> Directions
Output each record in full, exactly as it stands.
--------
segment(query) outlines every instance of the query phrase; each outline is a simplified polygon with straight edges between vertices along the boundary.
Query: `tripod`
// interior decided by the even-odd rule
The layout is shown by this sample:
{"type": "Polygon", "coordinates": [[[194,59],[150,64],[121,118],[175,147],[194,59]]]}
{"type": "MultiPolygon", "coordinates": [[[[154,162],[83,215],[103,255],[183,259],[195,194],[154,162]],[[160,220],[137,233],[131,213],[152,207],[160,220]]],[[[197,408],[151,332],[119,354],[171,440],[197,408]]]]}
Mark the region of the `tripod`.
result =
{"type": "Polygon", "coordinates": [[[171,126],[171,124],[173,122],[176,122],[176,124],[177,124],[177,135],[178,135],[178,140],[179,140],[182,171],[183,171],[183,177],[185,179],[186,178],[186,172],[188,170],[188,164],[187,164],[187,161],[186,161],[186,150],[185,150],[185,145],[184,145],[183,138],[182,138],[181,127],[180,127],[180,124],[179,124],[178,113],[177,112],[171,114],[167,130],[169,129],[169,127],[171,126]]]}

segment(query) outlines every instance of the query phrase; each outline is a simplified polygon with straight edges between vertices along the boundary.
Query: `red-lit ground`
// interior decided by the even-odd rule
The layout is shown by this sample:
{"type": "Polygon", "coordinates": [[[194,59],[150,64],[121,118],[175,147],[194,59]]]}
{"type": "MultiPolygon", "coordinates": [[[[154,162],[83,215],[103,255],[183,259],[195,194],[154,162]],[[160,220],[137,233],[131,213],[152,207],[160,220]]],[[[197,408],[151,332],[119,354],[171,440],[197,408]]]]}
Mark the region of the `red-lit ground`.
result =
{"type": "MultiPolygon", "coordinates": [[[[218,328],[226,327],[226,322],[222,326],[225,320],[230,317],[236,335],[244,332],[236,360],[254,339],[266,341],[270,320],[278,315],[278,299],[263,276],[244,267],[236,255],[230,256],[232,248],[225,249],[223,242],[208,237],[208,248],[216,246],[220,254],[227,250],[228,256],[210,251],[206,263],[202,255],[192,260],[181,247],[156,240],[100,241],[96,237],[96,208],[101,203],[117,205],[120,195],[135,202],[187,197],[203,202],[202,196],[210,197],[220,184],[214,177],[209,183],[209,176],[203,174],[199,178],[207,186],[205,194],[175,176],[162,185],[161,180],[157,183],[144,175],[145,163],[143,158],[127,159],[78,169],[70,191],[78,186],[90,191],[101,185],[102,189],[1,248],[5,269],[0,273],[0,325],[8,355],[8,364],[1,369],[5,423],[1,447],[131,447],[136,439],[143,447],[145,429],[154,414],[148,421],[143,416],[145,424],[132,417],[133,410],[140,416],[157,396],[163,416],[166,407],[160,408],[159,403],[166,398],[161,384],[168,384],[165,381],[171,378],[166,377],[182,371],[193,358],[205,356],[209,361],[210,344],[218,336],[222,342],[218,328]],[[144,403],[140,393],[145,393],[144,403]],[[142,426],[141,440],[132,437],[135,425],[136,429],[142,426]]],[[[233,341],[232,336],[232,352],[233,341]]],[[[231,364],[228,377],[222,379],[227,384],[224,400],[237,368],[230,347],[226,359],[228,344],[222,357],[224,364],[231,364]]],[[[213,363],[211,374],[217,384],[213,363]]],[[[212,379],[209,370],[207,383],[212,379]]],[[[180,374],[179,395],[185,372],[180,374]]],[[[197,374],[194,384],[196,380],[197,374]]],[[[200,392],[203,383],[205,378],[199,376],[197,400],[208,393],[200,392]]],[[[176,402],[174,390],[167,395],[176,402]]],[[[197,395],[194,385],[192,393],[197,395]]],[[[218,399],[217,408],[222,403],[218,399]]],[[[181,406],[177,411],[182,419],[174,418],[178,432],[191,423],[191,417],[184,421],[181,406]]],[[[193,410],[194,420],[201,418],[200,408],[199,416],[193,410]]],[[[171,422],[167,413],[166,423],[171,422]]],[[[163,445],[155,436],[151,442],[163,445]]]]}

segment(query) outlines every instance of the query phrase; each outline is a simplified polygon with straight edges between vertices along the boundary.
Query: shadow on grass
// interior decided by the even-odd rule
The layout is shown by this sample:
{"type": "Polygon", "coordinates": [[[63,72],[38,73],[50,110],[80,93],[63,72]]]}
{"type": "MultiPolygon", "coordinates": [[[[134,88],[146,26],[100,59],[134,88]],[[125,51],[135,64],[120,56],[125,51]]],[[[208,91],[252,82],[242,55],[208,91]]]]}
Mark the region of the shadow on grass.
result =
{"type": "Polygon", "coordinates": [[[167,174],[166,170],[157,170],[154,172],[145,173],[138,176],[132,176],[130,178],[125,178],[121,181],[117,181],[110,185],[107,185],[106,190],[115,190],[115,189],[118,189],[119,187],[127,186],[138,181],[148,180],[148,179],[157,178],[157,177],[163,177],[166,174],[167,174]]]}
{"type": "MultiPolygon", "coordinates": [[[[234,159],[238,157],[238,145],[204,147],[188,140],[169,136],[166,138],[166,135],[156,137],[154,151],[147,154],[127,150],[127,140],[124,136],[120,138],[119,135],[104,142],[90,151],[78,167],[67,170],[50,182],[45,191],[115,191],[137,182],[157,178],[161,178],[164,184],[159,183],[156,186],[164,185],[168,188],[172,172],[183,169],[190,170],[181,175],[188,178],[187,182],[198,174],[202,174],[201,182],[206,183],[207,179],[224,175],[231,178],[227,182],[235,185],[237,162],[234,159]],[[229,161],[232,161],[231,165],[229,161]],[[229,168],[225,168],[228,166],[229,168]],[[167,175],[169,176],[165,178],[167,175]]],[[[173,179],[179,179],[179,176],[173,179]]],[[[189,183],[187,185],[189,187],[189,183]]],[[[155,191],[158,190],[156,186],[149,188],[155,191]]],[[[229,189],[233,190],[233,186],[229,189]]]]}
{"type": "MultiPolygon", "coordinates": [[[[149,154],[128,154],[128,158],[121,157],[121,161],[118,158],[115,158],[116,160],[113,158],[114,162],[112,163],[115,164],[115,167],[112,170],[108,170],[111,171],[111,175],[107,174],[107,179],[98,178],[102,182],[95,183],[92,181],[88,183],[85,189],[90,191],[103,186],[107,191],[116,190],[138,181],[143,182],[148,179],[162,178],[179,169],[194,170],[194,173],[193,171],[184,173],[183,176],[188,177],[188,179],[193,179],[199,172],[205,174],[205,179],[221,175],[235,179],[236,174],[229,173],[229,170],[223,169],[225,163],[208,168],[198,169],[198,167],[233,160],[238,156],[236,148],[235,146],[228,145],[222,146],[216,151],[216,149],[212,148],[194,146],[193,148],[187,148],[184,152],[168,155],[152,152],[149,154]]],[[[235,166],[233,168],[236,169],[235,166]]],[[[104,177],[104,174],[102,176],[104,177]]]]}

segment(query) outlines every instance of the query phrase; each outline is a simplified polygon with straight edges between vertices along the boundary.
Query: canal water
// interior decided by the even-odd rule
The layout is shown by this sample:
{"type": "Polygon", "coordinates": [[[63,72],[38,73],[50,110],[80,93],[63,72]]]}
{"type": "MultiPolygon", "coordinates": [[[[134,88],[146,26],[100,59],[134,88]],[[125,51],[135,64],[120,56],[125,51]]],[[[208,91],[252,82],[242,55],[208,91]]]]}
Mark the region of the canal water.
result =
--------
> Result of this exercise
segment(query) outlines every instance of the query phrase; each outline is a simplified polygon with straight edges between vertices along the boundary.
Query: `tripod`
// interior decided by the even-odd rule
The layout is shown by this sample:
{"type": "Polygon", "coordinates": [[[194,59],[150,64],[121,118],[175,147],[194,59]]]}
{"type": "MultiPolygon", "coordinates": [[[[154,162],[83,215],[103,255],[183,259],[195,194],[154,162]],[[160,220],[137,233],[131,213],[152,207],[160,220]]],[[[197,408],[151,332],[119,354],[171,440],[197,408]]]]}
Mark the region of the `tripod`.
result =
{"type": "Polygon", "coordinates": [[[171,126],[171,124],[173,122],[176,122],[176,124],[177,124],[177,135],[178,135],[178,140],[179,140],[182,171],[183,171],[183,177],[185,179],[186,178],[186,172],[188,170],[188,164],[187,164],[187,161],[186,161],[186,150],[185,150],[185,145],[184,145],[183,138],[182,138],[181,127],[180,127],[180,124],[179,124],[178,113],[177,112],[171,114],[167,130],[169,129],[169,127],[171,126]]]}

segment(query) outlines every instance of the query phrase; each outline is a simplified polygon with straight edges between vertices along the boundary.
Query: `red-lit ground`
// interior decided by the even-odd rule
The layout is shown by this sample:
{"type": "Polygon", "coordinates": [[[194,59],[150,64],[121,118],[175,147],[194,59]]]}
{"type": "MultiPolygon", "coordinates": [[[[154,162],[83,215],[103,255],[183,259],[195,194],[154,162]],[[160,220],[137,233],[131,213],[152,207],[160,220]]],[[[197,408],[151,332],[119,354],[171,440],[197,408]]]]}
Mark the region of the `red-lit ground`.
result =
{"type": "MultiPolygon", "coordinates": [[[[218,328],[226,327],[226,322],[222,326],[225,320],[230,317],[236,335],[244,332],[236,360],[254,339],[266,341],[270,320],[278,315],[278,299],[263,276],[244,267],[236,255],[230,256],[232,248],[225,249],[223,242],[208,237],[208,248],[216,246],[220,254],[227,250],[228,256],[210,251],[206,263],[202,255],[192,260],[181,247],[156,240],[100,241],[96,237],[96,208],[101,203],[117,205],[120,195],[135,202],[187,197],[203,202],[202,196],[210,197],[220,184],[214,177],[209,183],[209,176],[203,174],[199,178],[207,186],[205,194],[175,176],[162,185],[161,180],[157,183],[144,175],[145,163],[143,158],[127,159],[78,169],[70,191],[78,186],[90,191],[101,185],[102,189],[1,248],[5,269],[0,273],[0,325],[8,355],[8,364],[1,369],[5,423],[1,447],[131,447],[136,439],[143,447],[145,429],[154,414],[148,421],[143,416],[145,424],[132,417],[133,410],[140,416],[157,396],[163,416],[166,407],[160,408],[159,403],[166,398],[161,384],[168,384],[165,381],[171,378],[166,377],[182,371],[193,358],[205,356],[209,361],[210,344],[218,336],[222,342],[218,328]],[[144,403],[140,393],[145,393],[144,403]],[[142,426],[141,440],[132,437],[135,425],[136,429],[142,426]]],[[[233,341],[232,336],[232,352],[233,341]]],[[[231,364],[228,377],[222,379],[227,384],[224,400],[237,368],[230,347],[226,359],[228,344],[222,357],[224,364],[231,364]]],[[[213,363],[211,374],[217,384],[213,363]]],[[[212,379],[209,370],[207,383],[212,379]]],[[[180,374],[179,395],[185,372],[180,374]]],[[[197,374],[194,384],[196,380],[197,374]]],[[[200,392],[203,383],[205,378],[199,376],[197,400],[208,393],[200,392]]],[[[176,402],[174,390],[167,395],[176,402]]],[[[197,395],[194,385],[192,393],[197,395]]],[[[218,399],[217,408],[222,403],[218,399]]],[[[181,406],[177,411],[182,419],[174,418],[178,432],[191,423],[191,417],[184,421],[181,406]]],[[[193,410],[194,420],[201,418],[200,408],[199,416],[193,410]]],[[[171,422],[167,413],[166,423],[171,422]]],[[[163,445],[155,436],[151,442],[163,445]]]]}

segment(query) outlines every instance of the query phrase; each outline is a simplified polygon with straight edges between vertices along the boundary.
Query: shadow on grass
// interior decided by the even-odd rule
The layout is shown by this sample:
{"type": "Polygon", "coordinates": [[[63,72],[38,73],[50,110],[80,93],[63,72]]]}
{"type": "MultiPolygon", "coordinates": [[[[134,88],[146,26],[100,59],[134,88]],[[125,51],[135,64],[120,56],[125,51]]],[[[208,91],[252,82],[242,55],[208,91]]]]}
Mark the region of the shadow on grass.
result =
{"type": "Polygon", "coordinates": [[[167,174],[166,170],[157,170],[154,172],[145,173],[138,176],[132,176],[130,178],[125,178],[121,181],[117,181],[110,185],[107,185],[106,190],[115,190],[115,189],[118,189],[119,187],[127,186],[138,181],[148,180],[148,179],[157,178],[157,177],[163,177],[166,174],[167,174]]]}
{"type": "MultiPolygon", "coordinates": [[[[234,159],[238,157],[238,145],[204,147],[188,140],[169,136],[166,138],[166,135],[156,137],[154,151],[147,154],[127,150],[127,140],[124,136],[120,138],[119,135],[104,142],[90,151],[78,167],[67,170],[50,182],[45,191],[115,191],[137,182],[157,178],[161,178],[164,184],[159,183],[156,186],[164,185],[168,188],[172,172],[183,169],[190,170],[181,175],[188,178],[187,182],[198,174],[202,174],[201,182],[206,183],[207,179],[224,175],[231,178],[227,182],[235,185],[237,162],[234,159]],[[229,161],[232,161],[231,165],[229,161]],[[229,168],[225,168],[228,166],[229,168]],[[167,175],[169,176],[165,178],[167,175]]],[[[173,179],[179,179],[179,176],[173,179]]],[[[189,183],[187,185],[189,187],[189,183]]],[[[155,191],[158,190],[156,186],[149,188],[155,191]]],[[[229,189],[233,190],[233,186],[229,189]]]]}
{"type": "MultiPolygon", "coordinates": [[[[149,154],[128,154],[128,158],[121,157],[121,161],[118,158],[115,158],[116,160],[113,158],[114,162],[112,163],[115,164],[115,167],[112,170],[108,170],[111,171],[111,175],[107,174],[107,179],[98,178],[102,182],[95,183],[92,181],[88,183],[85,189],[90,191],[103,186],[107,191],[116,190],[138,181],[143,182],[148,179],[162,178],[179,169],[194,170],[194,173],[193,171],[184,173],[183,176],[188,177],[188,179],[193,179],[199,172],[205,174],[205,179],[221,175],[235,179],[236,174],[229,173],[229,170],[223,169],[225,163],[208,168],[198,169],[198,167],[233,160],[238,156],[236,148],[235,146],[228,145],[222,146],[216,151],[216,149],[212,148],[194,146],[193,148],[187,148],[184,152],[168,155],[152,152],[149,154]]],[[[235,166],[233,168],[236,169],[235,166]]],[[[104,177],[104,174],[102,176],[104,177]]]]}

segment(query) outlines every instance of the query phrase; each outline is a simplified polygon with straight edges between vertices along the boundary.
Query: canal water
// interior decided by the even-odd rule
The layout is shown by this sample:
{"type": "Polygon", "coordinates": [[[63,72],[38,73],[50,110],[80,93],[63,72]]]}
{"type": "MultiPolygon", "coordinates": [[[[134,88],[146,26],[100,59],[134,88]],[[125,51],[135,64],[120,56],[125,51]]],[[[208,91],[252,82],[242,55],[208,91]]]]}
Mark the region of the canal water.
result =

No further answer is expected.